*What is needed*: Turn all of the rows below into a numbered list, one line per item, skipping blank lines and leaving out the pictures.

*Records provided*:
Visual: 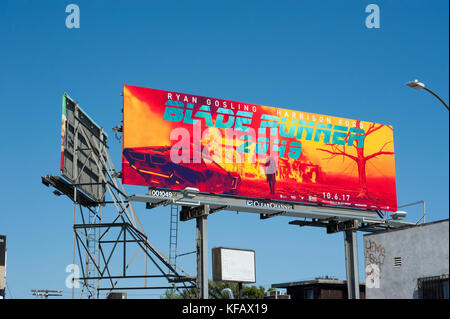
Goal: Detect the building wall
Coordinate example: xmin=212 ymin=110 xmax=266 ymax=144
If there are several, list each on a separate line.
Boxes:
xmin=364 ymin=220 xmax=449 ymax=299
xmin=286 ymin=284 xmax=365 ymax=299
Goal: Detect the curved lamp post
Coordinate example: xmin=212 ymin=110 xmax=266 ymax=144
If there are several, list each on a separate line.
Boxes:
xmin=406 ymin=80 xmax=449 ymax=111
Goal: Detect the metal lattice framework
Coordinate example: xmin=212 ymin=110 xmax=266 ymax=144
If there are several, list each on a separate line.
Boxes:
xmin=42 ymin=104 xmax=195 ymax=298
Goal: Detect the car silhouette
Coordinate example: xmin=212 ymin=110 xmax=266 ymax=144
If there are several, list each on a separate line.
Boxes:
xmin=123 ymin=146 xmax=241 ymax=195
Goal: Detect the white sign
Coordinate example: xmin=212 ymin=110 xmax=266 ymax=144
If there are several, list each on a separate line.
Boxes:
xmin=213 ymin=247 xmax=256 ymax=283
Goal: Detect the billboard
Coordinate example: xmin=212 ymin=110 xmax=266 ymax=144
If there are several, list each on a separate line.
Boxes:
xmin=122 ymin=85 xmax=397 ymax=211
xmin=212 ymin=247 xmax=256 ymax=283
xmin=60 ymin=93 xmax=107 ymax=202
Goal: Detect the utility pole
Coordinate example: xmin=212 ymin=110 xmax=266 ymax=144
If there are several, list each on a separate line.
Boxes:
xmin=31 ymin=289 xmax=62 ymax=299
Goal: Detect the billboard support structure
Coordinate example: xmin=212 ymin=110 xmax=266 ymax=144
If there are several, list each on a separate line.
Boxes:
xmin=132 ymin=188 xmax=415 ymax=299
xmin=42 ymin=94 xmax=195 ymax=298
xmin=344 ymin=230 xmax=360 ymax=299
xmin=196 ymin=205 xmax=209 ymax=299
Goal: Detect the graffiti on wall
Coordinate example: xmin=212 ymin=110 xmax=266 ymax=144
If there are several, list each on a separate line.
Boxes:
xmin=364 ymin=239 xmax=386 ymax=288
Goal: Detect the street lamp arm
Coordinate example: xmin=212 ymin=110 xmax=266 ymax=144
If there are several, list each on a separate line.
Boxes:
xmin=423 ymin=87 xmax=449 ymax=111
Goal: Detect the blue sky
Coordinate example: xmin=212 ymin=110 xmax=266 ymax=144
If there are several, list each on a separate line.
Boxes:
xmin=0 ymin=0 xmax=449 ymax=298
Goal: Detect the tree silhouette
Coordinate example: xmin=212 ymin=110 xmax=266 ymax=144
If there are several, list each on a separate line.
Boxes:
xmin=318 ymin=121 xmax=394 ymax=198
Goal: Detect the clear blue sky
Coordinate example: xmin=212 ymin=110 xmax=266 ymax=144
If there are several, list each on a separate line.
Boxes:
xmin=0 ymin=0 xmax=449 ymax=298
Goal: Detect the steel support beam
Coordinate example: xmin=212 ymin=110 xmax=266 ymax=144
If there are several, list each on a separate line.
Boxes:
xmin=344 ymin=230 xmax=359 ymax=299
xmin=196 ymin=205 xmax=209 ymax=299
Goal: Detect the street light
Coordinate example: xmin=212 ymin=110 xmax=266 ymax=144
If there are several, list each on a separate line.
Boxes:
xmin=406 ymin=80 xmax=448 ymax=111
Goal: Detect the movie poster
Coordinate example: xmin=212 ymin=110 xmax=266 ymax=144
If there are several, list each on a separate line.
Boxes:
xmin=122 ymin=85 xmax=397 ymax=211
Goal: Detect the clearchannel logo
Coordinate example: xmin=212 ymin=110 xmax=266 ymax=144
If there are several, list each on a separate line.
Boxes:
xmin=247 ymin=200 xmax=294 ymax=210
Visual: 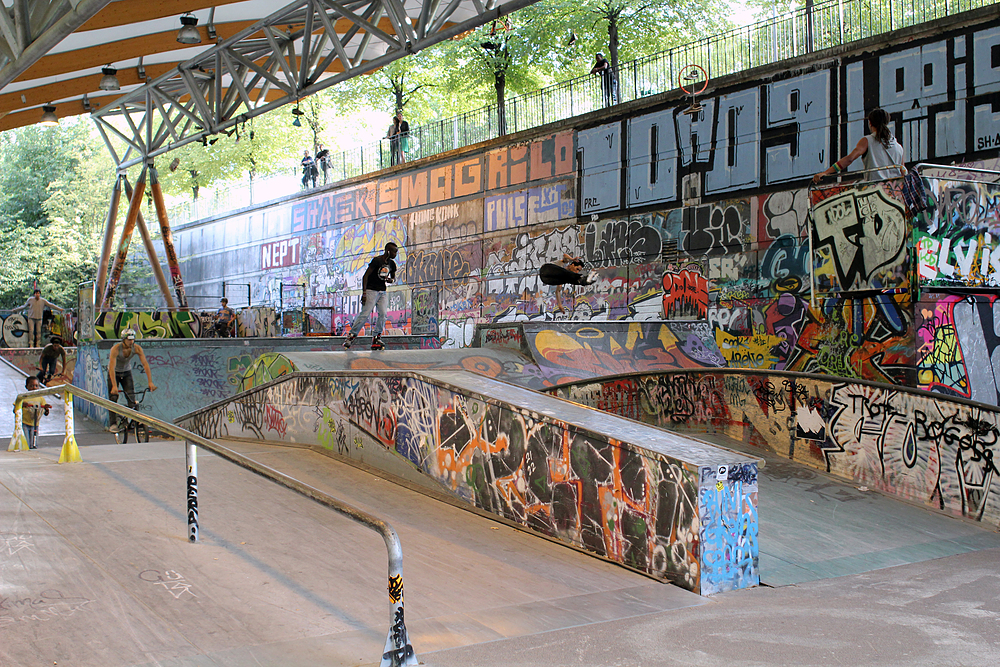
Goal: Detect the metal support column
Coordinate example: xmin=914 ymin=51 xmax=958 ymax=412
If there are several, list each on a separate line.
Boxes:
xmin=149 ymin=165 xmax=188 ymax=308
xmin=101 ymin=167 xmax=146 ymax=310
xmin=125 ymin=178 xmax=176 ymax=310
xmin=97 ymin=175 xmax=123 ymax=304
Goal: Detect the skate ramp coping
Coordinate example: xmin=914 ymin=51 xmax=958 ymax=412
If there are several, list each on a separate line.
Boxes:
xmin=177 ymin=370 xmax=759 ymax=595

*Answer for the task*:
1. Visual: 
2. Goal: Detect the building wall
3. Coordinate example: xmin=212 ymin=110 xmax=266 ymax=144
4. If there are several, list each on a separate line.
5. Boxes:
6. xmin=364 ymin=220 xmax=449 ymax=299
7. xmin=286 ymin=284 xmax=365 ymax=299
8. Goal: Detect the curved lamp post
9. Coordinate example: xmin=212 ymin=110 xmax=266 ymax=144
10. If there are several, list each on a separate line.
11. Boxes:
12. xmin=406 ymin=80 xmax=449 ymax=111
13. Goal: Detect the metal lattice framework
14. Coordinate example: xmin=212 ymin=110 xmax=266 ymax=144
15. If there are several, list each on a separate line.
16. Boxes:
17. xmin=42 ymin=104 xmax=195 ymax=298
18. Goal: Detect the car silhouette
19. Coordinate example: xmin=212 ymin=110 xmax=266 ymax=144
20. If there are several, list each on a separate line.
21. Boxes:
22. xmin=123 ymin=146 xmax=241 ymax=195
23. Goal: Detect the white sign
24. Coordinate example: xmin=212 ymin=110 xmax=266 ymax=144
25. If there are several, list each on a separate line.
26. Boxes:
27. xmin=213 ymin=247 xmax=256 ymax=283
28. Goal: Detect the billboard
29. Coordinate example: xmin=212 ymin=110 xmax=266 ymax=144
30. If there are several, list each on a separate line.
31. Boxes:
32. xmin=122 ymin=85 xmax=397 ymax=211
33. xmin=212 ymin=247 xmax=256 ymax=283
34. xmin=60 ymin=93 xmax=107 ymax=202
35. Goal: Detect the utility pole
36. Coordinate example: xmin=212 ymin=110 xmax=266 ymax=144
37. If there are several, list each on a separate line.
38. Boxes:
39. xmin=31 ymin=289 xmax=62 ymax=299
40. Goal: Detect the billboard support structure
41. Coordinate example: xmin=212 ymin=110 xmax=266 ymax=144
42. If there are several, list each on a separate line.
43. Boxes:
44. xmin=132 ymin=188 xmax=415 ymax=299
45. xmin=42 ymin=94 xmax=195 ymax=298
46. xmin=344 ymin=230 xmax=360 ymax=299
47. xmin=196 ymin=205 xmax=209 ymax=299
48. Goal: Detect the graffiti on wall
49. Coordinate example: xmin=212 ymin=110 xmax=266 ymax=144
50. If there are several, list each on a separate line.
51. Boxes:
52. xmin=364 ymin=239 xmax=386 ymax=288
53. Goal: Detect the street lamp arm
54. Coordinate example: xmin=212 ymin=110 xmax=266 ymax=144
55. If there are several, list each on a separate line.
56. Boxes:
57. xmin=423 ymin=87 xmax=449 ymax=111
58. Goal: Detect the blue sky
59. Coordinate example: xmin=212 ymin=110 xmax=266 ymax=144
60. If there are several, list each on a separate line.
61. Boxes:
62. xmin=0 ymin=0 xmax=449 ymax=298
63. Goal: Detect the tree silhouette
64. Coordinate example: xmin=212 ymin=110 xmax=266 ymax=144
65. If there are several, list each on a separate line.
66. Boxes:
67. xmin=318 ymin=121 xmax=394 ymax=198
68. Goal: Detect the clear blue sky
69. Coordinate example: xmin=212 ymin=110 xmax=266 ymax=144
70. If there are several, list each on a separate line.
71. Boxes:
72. xmin=0 ymin=0 xmax=449 ymax=298
73. Goal: Detect the steel support beam
74. Coordinate example: xmin=212 ymin=110 xmax=266 ymax=144
75. If there are several, list each on a separate line.
76. Boxes:
77. xmin=344 ymin=230 xmax=359 ymax=299
78. xmin=196 ymin=205 xmax=209 ymax=299
79. Goal: Detect the street light
80. Coordinate example: xmin=212 ymin=110 xmax=266 ymax=144
81. If there are several, list each on a separate line.
82. Boxes:
83. xmin=406 ymin=80 xmax=448 ymax=111
84. Goal: Detect the movie poster
85. Coordinate example: xmin=212 ymin=110 xmax=266 ymax=144
86. If there are several, list each on a separate line.
87. Boxes:
88. xmin=122 ymin=85 xmax=397 ymax=211
89. Goal: Detect the clearchannel logo
90. Coordinate example: xmin=212 ymin=110 xmax=266 ymax=144
91. If there are several, list each on a separate line.
92. Boxes:
93. xmin=247 ymin=200 xmax=294 ymax=210
94. Visual: 
95. Goal: Detect the metal support column
96. Coordinate example: xmin=914 ymin=51 xmax=958 ymax=412
97. If there are several, list each on a separate line.
98. Boxes:
99. xmin=149 ymin=165 xmax=188 ymax=308
100. xmin=101 ymin=167 xmax=146 ymax=310
101. xmin=125 ymin=178 xmax=176 ymax=310
102. xmin=97 ymin=175 xmax=123 ymax=304
103. Goal: Detect the skate ramp coping
104. Coordinate example: xmin=914 ymin=51 xmax=958 ymax=412
105. If there are several, list each on a separate line.
106. Boxes:
107. xmin=177 ymin=370 xmax=759 ymax=595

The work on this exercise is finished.